Job —
Everything in the listing except the pictures should be written out exactly.

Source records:

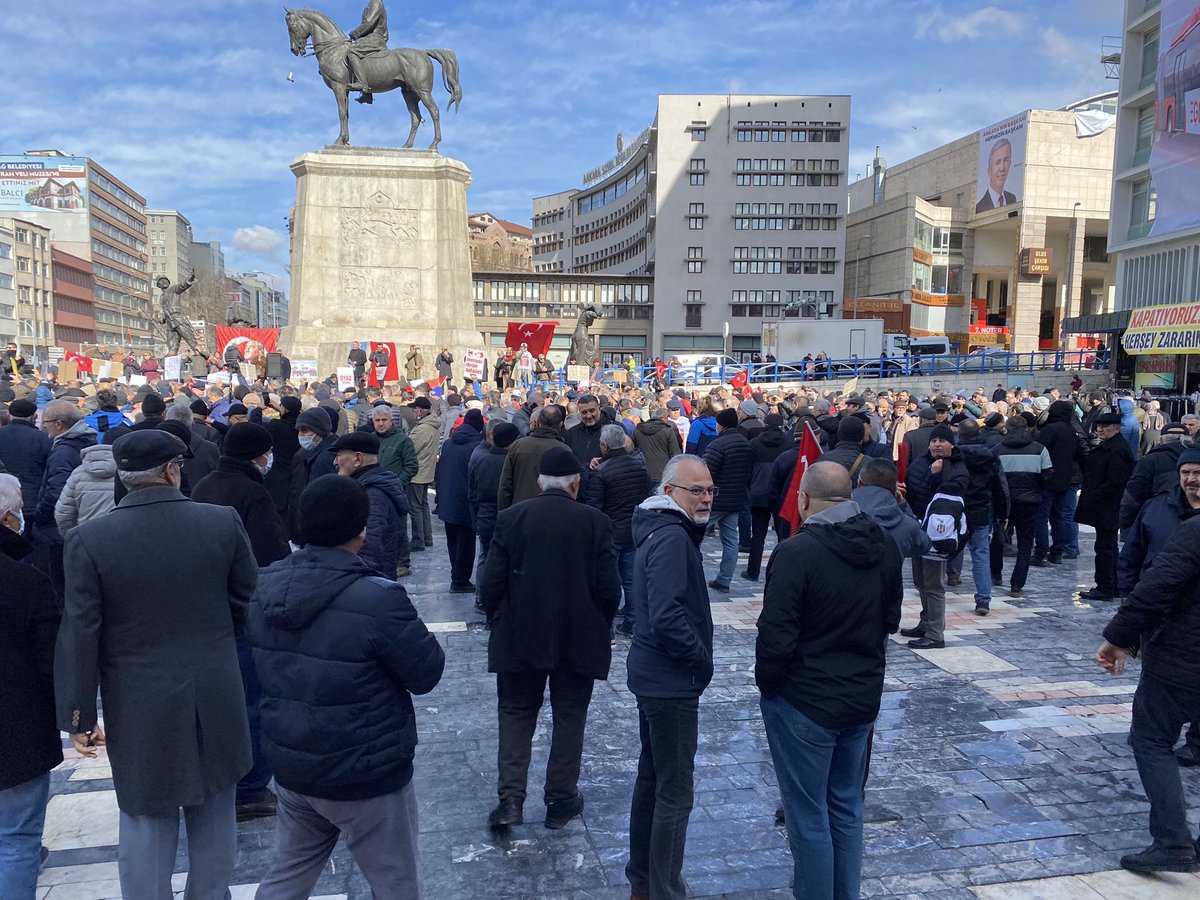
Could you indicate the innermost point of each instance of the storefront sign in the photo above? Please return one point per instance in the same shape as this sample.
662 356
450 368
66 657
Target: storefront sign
1036 261
1163 330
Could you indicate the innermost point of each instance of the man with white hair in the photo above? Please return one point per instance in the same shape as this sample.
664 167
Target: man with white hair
167 667
550 591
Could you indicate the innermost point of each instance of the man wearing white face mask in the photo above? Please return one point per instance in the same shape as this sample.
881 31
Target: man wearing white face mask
238 483
30 747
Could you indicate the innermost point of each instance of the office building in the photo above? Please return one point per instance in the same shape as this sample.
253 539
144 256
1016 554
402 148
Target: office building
993 239
733 204
95 216
1155 229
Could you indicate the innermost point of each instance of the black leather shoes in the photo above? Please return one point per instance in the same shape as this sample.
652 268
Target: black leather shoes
1161 861
559 813
508 813
927 643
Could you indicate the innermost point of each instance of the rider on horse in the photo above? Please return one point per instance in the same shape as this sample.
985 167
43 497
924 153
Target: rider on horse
367 40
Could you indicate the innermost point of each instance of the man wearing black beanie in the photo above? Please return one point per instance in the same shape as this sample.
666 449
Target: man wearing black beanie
238 483
319 676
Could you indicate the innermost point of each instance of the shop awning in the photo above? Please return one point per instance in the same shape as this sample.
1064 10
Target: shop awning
1105 323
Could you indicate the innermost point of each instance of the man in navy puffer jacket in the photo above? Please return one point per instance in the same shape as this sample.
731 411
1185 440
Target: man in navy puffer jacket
339 654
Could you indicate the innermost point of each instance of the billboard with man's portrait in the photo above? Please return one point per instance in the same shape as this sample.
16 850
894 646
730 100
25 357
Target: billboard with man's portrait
1175 155
1001 179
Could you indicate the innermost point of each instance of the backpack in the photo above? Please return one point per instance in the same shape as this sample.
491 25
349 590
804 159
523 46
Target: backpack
946 523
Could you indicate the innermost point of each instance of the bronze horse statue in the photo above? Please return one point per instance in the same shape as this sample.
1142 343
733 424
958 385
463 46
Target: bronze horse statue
406 69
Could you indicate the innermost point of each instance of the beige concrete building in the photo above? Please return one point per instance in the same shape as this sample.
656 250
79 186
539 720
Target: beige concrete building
735 204
34 286
169 245
994 239
498 245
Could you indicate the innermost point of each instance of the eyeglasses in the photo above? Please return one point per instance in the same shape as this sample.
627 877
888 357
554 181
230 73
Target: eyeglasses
696 491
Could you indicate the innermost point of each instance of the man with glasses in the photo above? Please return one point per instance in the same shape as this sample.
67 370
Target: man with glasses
166 660
670 665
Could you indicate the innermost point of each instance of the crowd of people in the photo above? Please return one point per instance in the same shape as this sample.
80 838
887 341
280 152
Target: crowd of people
270 669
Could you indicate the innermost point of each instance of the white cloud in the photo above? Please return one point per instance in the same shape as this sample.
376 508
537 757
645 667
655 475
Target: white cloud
258 240
990 22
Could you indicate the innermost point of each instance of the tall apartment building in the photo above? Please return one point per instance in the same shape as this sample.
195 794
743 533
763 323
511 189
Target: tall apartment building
168 245
34 285
735 204
9 327
1155 228
95 216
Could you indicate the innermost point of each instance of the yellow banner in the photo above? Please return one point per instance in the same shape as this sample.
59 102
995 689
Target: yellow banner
1163 330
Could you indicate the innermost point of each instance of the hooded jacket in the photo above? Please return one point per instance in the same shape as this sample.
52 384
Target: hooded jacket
24 450
66 454
339 654
1165 605
89 489
454 505
1152 527
1156 473
658 441
385 521
1065 441
616 487
900 523
821 647
767 448
671 655
1027 467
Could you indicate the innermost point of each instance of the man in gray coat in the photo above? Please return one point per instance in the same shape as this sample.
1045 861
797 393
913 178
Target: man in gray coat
165 657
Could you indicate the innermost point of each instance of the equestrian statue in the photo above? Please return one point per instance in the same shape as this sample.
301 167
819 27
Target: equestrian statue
363 63
583 348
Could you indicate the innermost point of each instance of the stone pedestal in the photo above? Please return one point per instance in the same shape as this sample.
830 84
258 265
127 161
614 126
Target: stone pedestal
379 252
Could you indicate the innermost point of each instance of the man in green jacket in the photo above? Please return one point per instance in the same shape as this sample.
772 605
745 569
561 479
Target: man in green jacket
399 456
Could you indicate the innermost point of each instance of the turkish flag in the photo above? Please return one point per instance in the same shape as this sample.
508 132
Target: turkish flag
810 451
537 335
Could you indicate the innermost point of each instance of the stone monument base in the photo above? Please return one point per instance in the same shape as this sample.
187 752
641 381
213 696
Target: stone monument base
379 252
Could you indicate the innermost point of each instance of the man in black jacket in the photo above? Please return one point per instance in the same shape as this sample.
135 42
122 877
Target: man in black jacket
833 595
670 665
767 447
1163 615
940 469
1062 436
1027 471
357 455
617 486
339 654
730 462
550 591
987 501
1107 472
238 483
31 745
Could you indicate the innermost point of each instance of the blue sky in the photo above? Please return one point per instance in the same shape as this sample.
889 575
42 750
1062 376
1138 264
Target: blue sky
189 100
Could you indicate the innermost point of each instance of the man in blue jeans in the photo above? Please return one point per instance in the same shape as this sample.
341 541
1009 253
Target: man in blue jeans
30 745
987 502
730 462
670 665
833 597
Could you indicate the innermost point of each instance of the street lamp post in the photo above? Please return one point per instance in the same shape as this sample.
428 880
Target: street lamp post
858 263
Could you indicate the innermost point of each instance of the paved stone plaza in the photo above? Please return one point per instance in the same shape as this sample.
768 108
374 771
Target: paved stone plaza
1000 771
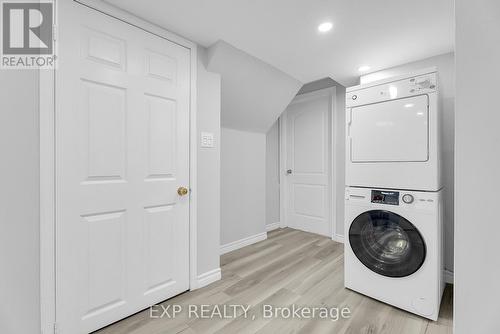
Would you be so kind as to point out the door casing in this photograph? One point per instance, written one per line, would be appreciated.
(331, 92)
(47, 92)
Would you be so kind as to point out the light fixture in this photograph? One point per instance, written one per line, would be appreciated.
(364, 68)
(325, 27)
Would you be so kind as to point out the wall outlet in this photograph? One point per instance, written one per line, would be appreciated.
(207, 139)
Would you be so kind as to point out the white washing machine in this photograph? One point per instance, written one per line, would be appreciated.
(393, 133)
(394, 247)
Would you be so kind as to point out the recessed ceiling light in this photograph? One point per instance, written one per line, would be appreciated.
(325, 26)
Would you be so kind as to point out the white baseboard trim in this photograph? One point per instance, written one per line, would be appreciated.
(338, 238)
(448, 276)
(208, 278)
(242, 242)
(273, 226)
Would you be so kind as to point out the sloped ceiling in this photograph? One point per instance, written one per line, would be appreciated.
(254, 93)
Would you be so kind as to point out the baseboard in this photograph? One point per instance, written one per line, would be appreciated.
(242, 242)
(338, 238)
(208, 278)
(448, 276)
(273, 226)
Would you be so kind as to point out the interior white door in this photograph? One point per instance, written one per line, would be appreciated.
(308, 138)
(392, 131)
(122, 151)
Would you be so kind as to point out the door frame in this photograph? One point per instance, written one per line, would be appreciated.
(283, 120)
(48, 176)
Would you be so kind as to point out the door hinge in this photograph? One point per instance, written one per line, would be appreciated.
(54, 32)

Complete response —
Could you indicate the innermost point of each instance of the storefront sign in the photo above? Please return one point per instance in the same shape as this sample.
662 356
450 368
66 657
Target: storefront sign
1036 261
1163 330
Could you indicate the innermost point of each instance of the man with white hair in the photo above? Please return one point per instance in the same shape as this sample.
664 167
Target: man with white hair
167 667
550 591
Could you indicate the innermost point of each instance of the man wearing white face mask in the photo above? Please return one point per instance in the same shape as this sample.
881 31
Target: man wearing white face mask
238 483
30 747
Could you indicate the innermost point of each instance of the office building in the photo above? Please return one point per instance in the same shape as this sample.
253 539
144 256
1016 554
402 148
Target: office building
993 239
733 204
95 216
1155 229
Could you indicate the innermost point of each instance of the black leather shoes in the photo above? Please return one point per instance in the same shape as this sample.
652 268
Target: black leather shoes
1161 861
559 813
508 813
927 643
Could you indicate the innermost point of each instance of the rider on horse in the photo above? Please return one point per instance in the same shape as this sample.
985 167
43 497
924 153
Target: rider on horse
367 40
Could you indicate the innermost point of each instance of the man wearing black beanie in the photo above? Please return one point per instance in the same shape as this sample.
666 449
Target: man wearing black beanie
238 483
319 676
Could you indicate the innermost point of each instance of the shop awning in the photo above? Please return one point per instance in the same shape as this sample.
1064 10
Target: shop awning
1105 323
Could you indicate the innermost point of each instance of the man in navy puffer jacket in the photo above? Please return one point per instance in the same shape as this sample.
731 411
1185 440
Target: man in navy puffer jacket
339 654
Could you indicate the innermost point of each instance of the billboard with man's portrait in the photo above? Please return one point per instance in the same shape as this sample.
16 850
894 646
730 100
25 357
Target: billboard with man's portrait
1175 155
1001 179
Could you indicate the innermost point of each instance of the backpack in the photo above? Please return one point per instance in the same shape as this sample.
491 25
349 590
804 159
523 46
Target: backpack
946 523
Could you indicate the innermost point of each instance of the bronze horse statue in the photo above? Please return one point per instance in the same shape as this sample.
1142 343
733 424
958 385
463 46
Target: bronze horse statue
406 69
Could you indicate the innermost point of each instance of the beige concrete building in the photo above? Please return one point per instance in the same shape as this sample.
656 250
79 186
539 720
Target: beige concrete building
735 204
34 286
169 245
994 239
498 245
Could you indicate the innermost point of each instance of the eyeglasses in the photo above? Please return one point per instance in the same shape as this sample.
627 877
888 357
554 181
230 73
Target: eyeglasses
696 491
Could you indicate the innermost point of each instance of the man with glasses in the photo above? Please return one point per instance in the same shape as this sample.
67 370
Target: man with glasses
166 660
670 665
Could you indicate the innermost point of each instance of the crowd of people in the photo above? Please return one point per instance in the same shape as this sample.
80 838
887 341
280 152
Target: crowd of people
270 669
Could you indicate the innermost point of each instance of the white cloud in the photo above? Please return one point per instance in the same shape as this sample.
376 508
537 757
645 667
655 475
Target: white cloud
258 240
990 22
Could you indicate the innermost point of each instance of the tall apartment building in the photo above? Please return one point per instance in the same shape as this sample.
195 794
743 533
763 323
511 189
Target: tall apartment building
168 245
34 285
735 204
9 327
1155 228
95 216
Could you indicate the innermost point of each instance of the yellow banner in the photo above? Please return one point per instance in the same shape as this sample.
59 102
995 689
Target: yellow banner
1163 330
Could you indicate the innermost point of each instance of the hooded jacket in the photo above? Please return one point per instance in the same shape as this sample.
52 384
Target: hooded jacket
24 450
66 454
339 654
1165 605
89 489
454 505
1152 527
1156 473
658 441
385 521
1065 441
616 487
900 523
821 647
767 448
671 655
1027 467
Could you indicate the innermost point of each instance of the man in gray coat in the photo above? Please return one point per instance in the same shape as this sample.
1045 861
797 393
913 178
Target: man in gray coat
165 657
Could you indicate the innermost point of each instance of the equestrian statue in the photo above? Please return one point per instance in the same shape as this sample.
301 167
819 27
Target: equestrian statue
363 63
583 348
Could you indicate the innermost point of each instance of the stone pedestal in the photo above? Please return one point per instance in the same shape as this sample.
830 84
258 265
127 161
614 126
Target: stone pedestal
379 252
Could you indicate the innermost point of each instance of the man in green jacket in the photo above? Please return one point per instance in the same shape as this sample.
772 605
745 569
561 479
Target: man in green jacket
399 456
Could you indicate the innermost point of each instance of the turkish flag in the photo above? Please return one point per instance in the same shape as this sample.
508 132
Target: turkish flag
810 451
537 335
Could you indicate the innermost point of each instance of the stone monument base in the photo above? Please return one point per instance in the same shape as this sample.
187 752
641 381
213 696
Target: stone monument base
379 252
Could you indicate the innermost point of each instance of the man in black jacket in the photo above? Please return one point per instance in the same shape as this sample.
135 42
122 877
Target: man in black jacket
833 595
670 665
767 447
1163 615
940 469
1062 436
1027 471
357 455
617 486
339 654
730 462
550 591
987 501
1107 472
238 483
31 745
Could you indicate the innermost point of each instance of the blue sky in the photo above? Please return one point per instance in the same shape as this sample.
889 575
42 750
1062 376
1138 264
Target: blue sky
189 100
Could you indicate the innermost point of each instance of the man in blue jeans in the photo above? Please return one point per instance in the same shape as this sample.
341 541
1009 253
Target: man in blue jeans
30 745
987 502
730 462
670 665
833 597
Could you indicate the innermost point of each instance of the street lamp post in the photo above? Please return one point per instance in the same shape as this sample.
428 880
Target: street lamp post
858 263
Could you indicate the innermost point of each instance of the paved stone plaza in the photo above? Please return one point per instance in the same shape as this sample.
768 108
374 771
Target: paved stone plaza
1000 771
Would you be so kind as to point out the door casing in this photograph? One point per instance, written one per line, would be appreciated.
(331, 92)
(47, 92)
Would you be so kind as to point out the light fixture in this photograph? One point per instance, written one per line, would be appreciated.
(364, 68)
(325, 27)
Would you be so kind as to point out the wall outlet in this photograph? One point per instance, written one per line, would be appreciated.
(207, 139)
Would you be so kind as to point out the white washing machine in this photograph? One point per instance, written one per line, would be appreciated.
(393, 133)
(394, 247)
Would you be so kind as to point out the recessed ceiling light in this photograph? One point per instance, written one per line, would be appreciated.
(325, 26)
Would you be so kind as to point out the white baseboard trim in this photograph? One point per instance, written one per line, would be appreciated.
(338, 238)
(448, 276)
(208, 278)
(242, 242)
(273, 226)
Would you be so kind as to point out the sloped ceiling in this photograph? One point per instance, written one per line, would be appreciated.
(254, 93)
Would you be so kind as to point out the baseboard in this photograph? One point per instance, written one per line, would be appreciated.
(242, 242)
(338, 238)
(208, 278)
(448, 276)
(273, 226)
Would you be so kind as to point out the interior white door in this photograph? One point per instance, written one per line, would be appreciated.
(308, 138)
(392, 131)
(122, 151)
Would you be so kind as to point out the door frame in this photograph? One point per instance, written one per line, would be appreciated.
(283, 120)
(48, 176)
Would you be so kind as to point out the door hinge in this photograph? One point per instance, written one per line, would be appreciated.
(54, 32)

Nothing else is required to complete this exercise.